Goal of the exercise:
Pick up the forum thread about frost seeding clover for deer right after its final post and extend it.

Text extract:
>> start
Welcome to TheOhioOutdoors
Wanting to join the rest of our members? Login or sign up today!
Login / Join

What did you do for the deer today?

giles

Village idiot and local whore
Supporting Member
18,707
8,583
121
In a bar
Thinking about grabbing a bunch of clover and frost seeding this weekend. To early? Be ok? What do you think?

Figure I’ll be bumping deer around for folks anyways, trade the ML for a seed spreader.
 

bowhunter1023

Administrator
Staff member
Site Admin
41,283
4,897
177
Appalachia
IMO, it is too early. The freeze and thaw cycle is what works the magic when it comes to frost seeding. We are not really getting the types of frosts that I'd typically want for seeding. With current conditions, I would worry about the seed being washed away or even sprouting early, thereby being susceptible to a late frost. I'd wait until 2/1 at least, then look at that 15-day forecast and see what it brings.
>> end
Entries from a point annotation set
>> start
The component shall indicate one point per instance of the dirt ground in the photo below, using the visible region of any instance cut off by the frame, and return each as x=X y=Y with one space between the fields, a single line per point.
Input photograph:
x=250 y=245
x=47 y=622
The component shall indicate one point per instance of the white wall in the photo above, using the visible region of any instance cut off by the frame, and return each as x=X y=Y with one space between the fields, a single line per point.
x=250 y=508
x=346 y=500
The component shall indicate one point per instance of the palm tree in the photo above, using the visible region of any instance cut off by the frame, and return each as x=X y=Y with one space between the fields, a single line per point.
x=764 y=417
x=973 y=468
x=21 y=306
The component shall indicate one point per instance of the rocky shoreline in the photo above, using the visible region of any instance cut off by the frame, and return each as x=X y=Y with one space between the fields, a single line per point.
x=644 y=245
>> end
Exercise response:
giles

Village idiot and local whore
Supporting Member
18,707
8,583
121
In a bar
I was worried more about the early sprouts. Wasn’t sure if young clover would recover or not. Never messed with it. But I’d love to cover those ridges in Athens...just always seem to be busy. Maybe in April I’ll get a chance this year.
 
Likes: bowhunter1023

jagermeister

Dignitary Member
Supporting Member
14,852
2,010
119
Ohio
@giles What is the condition/type of substrate where you want to plant this clover? Open hardwoods, grassy area, bare dirt, well-drained, poorly-drained, etc? I'm assuming this is in southern Ohio? If so, I think April is going to be too late for "frost seeding. And I think now is a bit too early. Not that something won't grow, but the question is whether or not it's enough to make it worth the effort, or cost. We're not talking about Rye or Oats here... Clover isn't fucking cheap. To go out and throw a bunch down willy-nilly and "hope for the best" is just foolish IMO. You're not making or breaking the quality of that deer population or the quality of that local habitat by slinging down an acre of clover and getting 20% germination. Not knowing the site, my vote is if you can't spread the seed at the ideal time, don't bother with it. Do it when you CAN make a reasonable impact.

Edit...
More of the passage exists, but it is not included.